## WHAT IS EXPECTED
Below are some records; reproduce every one of them exactly.

Records from a data collection:

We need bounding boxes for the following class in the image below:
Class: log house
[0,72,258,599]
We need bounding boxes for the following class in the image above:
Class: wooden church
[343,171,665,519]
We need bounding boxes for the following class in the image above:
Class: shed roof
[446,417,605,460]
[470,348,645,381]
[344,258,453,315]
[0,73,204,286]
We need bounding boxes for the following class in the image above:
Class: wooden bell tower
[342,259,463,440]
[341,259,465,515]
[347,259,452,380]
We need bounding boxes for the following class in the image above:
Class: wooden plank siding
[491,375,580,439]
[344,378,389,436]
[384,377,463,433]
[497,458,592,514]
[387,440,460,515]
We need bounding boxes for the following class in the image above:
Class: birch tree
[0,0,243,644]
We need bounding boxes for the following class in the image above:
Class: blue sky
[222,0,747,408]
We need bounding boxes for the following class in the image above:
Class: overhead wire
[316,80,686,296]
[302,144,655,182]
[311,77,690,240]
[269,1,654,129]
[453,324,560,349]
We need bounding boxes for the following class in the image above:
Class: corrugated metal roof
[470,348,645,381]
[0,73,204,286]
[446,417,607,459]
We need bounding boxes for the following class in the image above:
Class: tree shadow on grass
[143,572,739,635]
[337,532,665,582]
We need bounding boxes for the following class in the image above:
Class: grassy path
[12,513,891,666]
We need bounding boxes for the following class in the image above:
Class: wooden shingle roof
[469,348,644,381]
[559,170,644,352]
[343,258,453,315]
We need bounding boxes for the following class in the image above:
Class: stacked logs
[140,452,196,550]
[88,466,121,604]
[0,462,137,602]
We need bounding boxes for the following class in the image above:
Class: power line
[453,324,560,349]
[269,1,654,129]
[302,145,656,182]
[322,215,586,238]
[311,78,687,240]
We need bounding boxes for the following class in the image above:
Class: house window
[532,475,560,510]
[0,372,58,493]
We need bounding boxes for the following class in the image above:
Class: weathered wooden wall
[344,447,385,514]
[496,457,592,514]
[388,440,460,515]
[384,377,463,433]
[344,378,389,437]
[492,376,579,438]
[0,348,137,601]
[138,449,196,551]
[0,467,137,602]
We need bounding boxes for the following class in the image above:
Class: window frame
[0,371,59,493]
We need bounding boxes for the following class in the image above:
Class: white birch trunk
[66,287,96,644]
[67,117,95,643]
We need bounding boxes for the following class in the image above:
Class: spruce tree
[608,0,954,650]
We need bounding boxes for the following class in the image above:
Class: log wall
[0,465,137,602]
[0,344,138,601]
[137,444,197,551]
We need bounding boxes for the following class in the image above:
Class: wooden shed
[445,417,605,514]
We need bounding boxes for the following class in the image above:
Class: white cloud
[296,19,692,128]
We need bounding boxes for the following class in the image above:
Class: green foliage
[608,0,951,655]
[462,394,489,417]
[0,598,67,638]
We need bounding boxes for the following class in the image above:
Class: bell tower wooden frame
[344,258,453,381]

## OUTPUT FOR THIS EXERCISE
We need bounding boxes for the following class in the image below:
Class: log house
[0,72,258,599]
We need bounding boxes for the following class in the image above:
Class: wooden church
[343,171,665,519]
We need bounding boxes for the following class in the image above:
Class: shed roof
[446,417,605,460]
[470,348,645,381]
[344,258,453,315]
[0,73,204,286]
We need bounding boxes for the following class in the image above:
Class: wooden bell tower
[342,259,463,440]
[341,259,465,515]
[347,259,452,380]
We need bounding boxes for the following class in the image above:
Class: wooden plank siding
[491,375,580,439]
[344,378,389,436]
[384,377,463,433]
[497,458,592,514]
[387,440,460,515]
We need bounding boxes for the following class in the image above:
Class: birch tree
[0,0,243,644]
We need bounding boxes for the following class in the image above:
Class: blue sky
[222,0,747,408]
We need bounding boxes for the following class in the image above:
Class: overhead wire
[316,80,686,296]
[302,144,655,182]
[311,77,690,240]
[269,1,654,129]
[453,324,560,349]
We need bounding boxes for the following class in the image above:
Class: corrugated metal roof
[470,348,645,381]
[0,73,204,286]
[446,417,607,459]
We need bounding boxes for the following class in the image above:
Class: tree shadow on grass
[143,572,739,635]
[337,532,665,582]
We need bounding boxes for the following class in the image above:
Class: grassy path
[12,513,891,666]
We need bounding boxes for the following class in the image above:
Class: wooden shingle roof
[469,348,644,381]
[559,170,644,352]
[343,258,453,315]
We need bounding boxes for the following class in the image above:
Class: stacked logs
[140,452,196,550]
[88,466,121,604]
[0,462,137,602]
We need bounding boxes for the following class in the image above:
Class: power line
[453,324,560,349]
[269,1,654,129]
[302,145,656,182]
[322,215,586,238]
[311,78,687,240]
We need bounding boxes for the following class in the image above:
Class: house window
[532,475,560,510]
[0,372,58,493]
We need bounding boxes for the following class in the image above:
Class: weathered wooden wall
[344,447,385,514]
[496,457,592,514]
[388,440,460,515]
[384,377,463,433]
[344,378,389,437]
[492,376,579,438]
[0,348,137,601]
[138,449,196,551]
[0,467,137,602]
We need bounding boxes for the following class in the image above:
Class: window frame
[0,371,59,493]
We need bounding boxes for the following class in the image above:
Class: white birch trunk
[66,287,96,644]
[67,117,95,643]
We need bounding boxes for the following class in the image above:
Class: spruce tree
[608,0,954,650]
We need bounding boxes for the following class in the image above:
Class: log wall
[0,465,137,602]
[0,344,138,601]
[137,444,197,551]
We need bounding boxes for the following class in the image above:
Class: wooden shed
[445,417,605,514]
We need bounding boxes for the following class in the image above:
Class: white cloud
[296,19,692,128]
We need bounding boxes for the following class in the image above:
Class: green foliage
[608,0,951,655]
[462,394,489,417]
[0,598,67,638]
We need bounding boxes for the following class in the image above:
Class: bell tower wooden frame
[344,258,453,381]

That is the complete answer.